**Stated task**
Find each line in the data below that contains the string "post", matching case exactly, and copy those lines out in full.

**Data section**
>> Begin

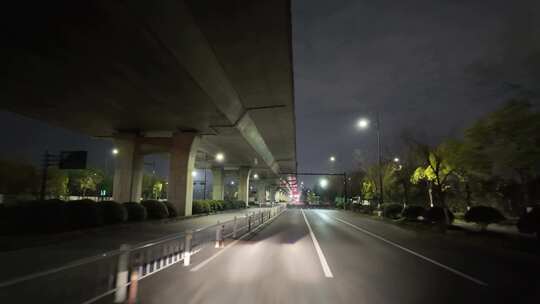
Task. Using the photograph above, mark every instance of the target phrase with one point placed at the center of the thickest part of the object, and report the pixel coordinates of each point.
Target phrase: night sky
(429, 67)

>> End
>> Begin

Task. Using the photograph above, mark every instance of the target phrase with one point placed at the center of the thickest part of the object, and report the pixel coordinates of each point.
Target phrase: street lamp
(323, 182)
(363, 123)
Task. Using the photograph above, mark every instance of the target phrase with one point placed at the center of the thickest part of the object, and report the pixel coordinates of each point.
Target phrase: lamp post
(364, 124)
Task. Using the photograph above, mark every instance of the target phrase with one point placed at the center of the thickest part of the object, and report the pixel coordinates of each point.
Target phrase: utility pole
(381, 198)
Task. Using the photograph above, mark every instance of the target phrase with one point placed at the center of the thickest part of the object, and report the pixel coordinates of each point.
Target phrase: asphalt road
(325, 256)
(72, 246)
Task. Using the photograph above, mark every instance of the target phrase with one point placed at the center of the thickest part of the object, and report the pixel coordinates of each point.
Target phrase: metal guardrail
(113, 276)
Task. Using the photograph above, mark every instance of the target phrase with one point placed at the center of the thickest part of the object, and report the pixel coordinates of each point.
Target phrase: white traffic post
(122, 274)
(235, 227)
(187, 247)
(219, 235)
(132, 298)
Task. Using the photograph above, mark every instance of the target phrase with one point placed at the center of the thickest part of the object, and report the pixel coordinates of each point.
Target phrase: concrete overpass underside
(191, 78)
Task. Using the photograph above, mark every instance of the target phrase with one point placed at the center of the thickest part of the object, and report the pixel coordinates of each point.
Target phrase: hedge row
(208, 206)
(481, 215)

>> End
>> Begin

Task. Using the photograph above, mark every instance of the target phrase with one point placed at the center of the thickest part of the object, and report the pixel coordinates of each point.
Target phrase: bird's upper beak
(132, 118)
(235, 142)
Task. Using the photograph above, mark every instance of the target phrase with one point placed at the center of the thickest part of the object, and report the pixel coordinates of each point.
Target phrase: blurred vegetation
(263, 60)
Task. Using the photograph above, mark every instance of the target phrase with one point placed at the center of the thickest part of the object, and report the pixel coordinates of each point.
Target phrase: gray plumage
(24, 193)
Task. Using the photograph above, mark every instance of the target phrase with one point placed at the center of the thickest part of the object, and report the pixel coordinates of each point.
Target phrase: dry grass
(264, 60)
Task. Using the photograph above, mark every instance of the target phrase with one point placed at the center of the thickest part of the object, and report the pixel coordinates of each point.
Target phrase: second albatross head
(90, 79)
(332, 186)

>> End

**Exercise solution**
Target phrase: lamp post
Target phrase: white traffic post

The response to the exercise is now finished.